- Goal of the exercise
Copy the passage of the fantasy book list between "Books in The Chronicles" and "Blade of Tyshalle.", inclusive, replacing "Caine" with "the protagonist" each time it occurs.

--- Start of Text segment ---

Best Fantasy Books You've Never Read
Books in A Man Of His Word Series (6)
Books in Garrett, P.i. Series (11)
Books in The Chronicles Of Prydain Series (5)
Books in The Acts Of Caine Series (4)
For similar recommendations, I'm give books that fuse action, blood, grittiness, flawed humanity, and anti-heroes. Some books may also feature assassins. All these books also explore the idea of 'the hero.'
The sequels of course! There are 3 of them as of 2014 and it's more of the same with Caine's story fleshed out more and more. Each book does something new though. The books are all good, but the first books is the best and the second book nearly as good. There rest may be a dissapointment though, depending. The direct sequel to Heroe's Die is The Blade of Tyshalle.
The Steel Remains by Richard Morgan. Some elements of Heroes Die here: you have a dark and unforgiving world with a misunderstood hero who's not afraid of being a serious bad ass to those who fuck him over. This is one of the darkest fantasy books you'll read. But oh so good and something unique in the grim dark genre. It's a trilogy with the final book released by the end of 2014 making this trilogy a complete one.
The Heroes. When all villains are really just misunderstood heroes and heroes turn out to be villains. Abercrombie's best book so far, which is saying a lot since every book he's written is some of the best works in the genre. Tons of action, awesome and compelling characters, and vicious battles. Abercrombie is one of the best writers of violent scenes that just pop out of nowhere. If you love the action and blood of Heroes Die and you like the character of Caine, I think you'll like The Heroes. Note Heroes is more of a subversion of the idea of heroes, politics, and war. Heroes Die is more of a straight bad-ass anti-hero guy murdering everything around him rather than a sly statement about the state of humanity.

--- End of Text segment ---
--- Start of Data rows ---

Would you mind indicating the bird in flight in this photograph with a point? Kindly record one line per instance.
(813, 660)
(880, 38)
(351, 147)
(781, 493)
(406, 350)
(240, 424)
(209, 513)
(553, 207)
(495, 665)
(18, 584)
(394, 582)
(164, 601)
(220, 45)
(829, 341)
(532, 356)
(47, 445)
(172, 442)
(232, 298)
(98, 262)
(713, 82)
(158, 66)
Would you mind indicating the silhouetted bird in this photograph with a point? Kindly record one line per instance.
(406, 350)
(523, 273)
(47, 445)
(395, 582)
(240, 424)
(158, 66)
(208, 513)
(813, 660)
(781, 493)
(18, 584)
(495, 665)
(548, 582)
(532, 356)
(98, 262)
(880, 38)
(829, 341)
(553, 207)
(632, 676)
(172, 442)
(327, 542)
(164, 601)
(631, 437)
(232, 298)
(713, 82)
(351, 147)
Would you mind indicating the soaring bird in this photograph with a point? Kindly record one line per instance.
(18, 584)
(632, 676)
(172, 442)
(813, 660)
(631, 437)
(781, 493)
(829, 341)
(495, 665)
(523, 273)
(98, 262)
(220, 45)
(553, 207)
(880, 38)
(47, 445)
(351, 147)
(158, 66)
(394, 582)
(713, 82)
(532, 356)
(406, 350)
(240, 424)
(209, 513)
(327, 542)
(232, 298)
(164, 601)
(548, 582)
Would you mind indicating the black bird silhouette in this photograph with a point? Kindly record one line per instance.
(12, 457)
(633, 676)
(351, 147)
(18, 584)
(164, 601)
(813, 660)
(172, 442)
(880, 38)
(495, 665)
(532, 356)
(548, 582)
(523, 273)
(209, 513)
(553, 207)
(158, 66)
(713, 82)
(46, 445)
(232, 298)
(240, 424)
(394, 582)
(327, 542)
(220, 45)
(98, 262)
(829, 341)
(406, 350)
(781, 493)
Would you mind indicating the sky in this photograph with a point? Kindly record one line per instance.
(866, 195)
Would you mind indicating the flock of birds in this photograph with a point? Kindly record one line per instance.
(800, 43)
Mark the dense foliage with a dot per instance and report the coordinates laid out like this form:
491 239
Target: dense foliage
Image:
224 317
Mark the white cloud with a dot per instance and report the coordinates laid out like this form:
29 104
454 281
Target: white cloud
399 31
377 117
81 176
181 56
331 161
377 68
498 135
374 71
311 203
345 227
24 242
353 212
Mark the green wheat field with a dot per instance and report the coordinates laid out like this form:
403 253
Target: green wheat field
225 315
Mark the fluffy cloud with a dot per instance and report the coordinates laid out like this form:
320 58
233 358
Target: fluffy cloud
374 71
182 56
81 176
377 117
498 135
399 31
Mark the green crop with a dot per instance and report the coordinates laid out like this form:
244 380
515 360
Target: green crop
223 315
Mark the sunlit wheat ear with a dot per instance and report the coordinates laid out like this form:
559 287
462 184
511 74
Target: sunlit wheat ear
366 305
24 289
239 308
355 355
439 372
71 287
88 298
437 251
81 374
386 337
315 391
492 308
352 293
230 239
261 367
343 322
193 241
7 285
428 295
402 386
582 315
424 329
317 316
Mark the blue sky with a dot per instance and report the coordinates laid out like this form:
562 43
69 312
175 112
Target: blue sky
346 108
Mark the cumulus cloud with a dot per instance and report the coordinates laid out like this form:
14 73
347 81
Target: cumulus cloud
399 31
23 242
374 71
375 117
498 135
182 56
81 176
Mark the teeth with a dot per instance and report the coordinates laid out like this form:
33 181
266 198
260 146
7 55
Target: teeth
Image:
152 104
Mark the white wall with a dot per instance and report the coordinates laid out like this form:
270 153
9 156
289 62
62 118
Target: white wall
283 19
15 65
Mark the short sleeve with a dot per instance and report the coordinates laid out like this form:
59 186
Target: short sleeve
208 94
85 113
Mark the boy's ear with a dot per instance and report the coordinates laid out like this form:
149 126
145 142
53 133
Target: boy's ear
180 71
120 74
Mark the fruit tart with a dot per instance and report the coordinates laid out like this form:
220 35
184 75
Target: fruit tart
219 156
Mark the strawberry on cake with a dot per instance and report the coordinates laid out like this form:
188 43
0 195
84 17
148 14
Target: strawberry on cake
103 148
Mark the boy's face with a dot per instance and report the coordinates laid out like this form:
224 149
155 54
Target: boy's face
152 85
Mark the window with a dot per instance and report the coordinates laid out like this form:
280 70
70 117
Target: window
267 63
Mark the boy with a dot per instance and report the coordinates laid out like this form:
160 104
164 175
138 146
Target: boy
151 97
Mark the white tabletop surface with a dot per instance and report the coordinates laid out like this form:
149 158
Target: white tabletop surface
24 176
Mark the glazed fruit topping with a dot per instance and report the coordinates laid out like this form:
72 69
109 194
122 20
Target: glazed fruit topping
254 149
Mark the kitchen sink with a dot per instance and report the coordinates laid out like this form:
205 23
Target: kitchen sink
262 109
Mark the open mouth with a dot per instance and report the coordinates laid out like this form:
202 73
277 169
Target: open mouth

--- End of Data rows ---

- Output for this task
Books in The Chronicles Of Prydain Series (5)
Books in The Acts Of the protagonist Series (4)
For similar recommendations, I'm give books that fuse action, blood, grittiness, flawed humanity, and anti-heroes. Some books may also feature assassins. All these books also explore the idea of 'the hero.'
The sequels of course! There are 3 of them as of 2014 and it's more of the same with the protagonist's story fleshed out more and more. Each book does something new though. The books are all good, but the first books is the best and the second book nearly as good. There rest may be a dissapointment though, depending. The direct sequel to Heroe's Die is The Blade of Tyshalle.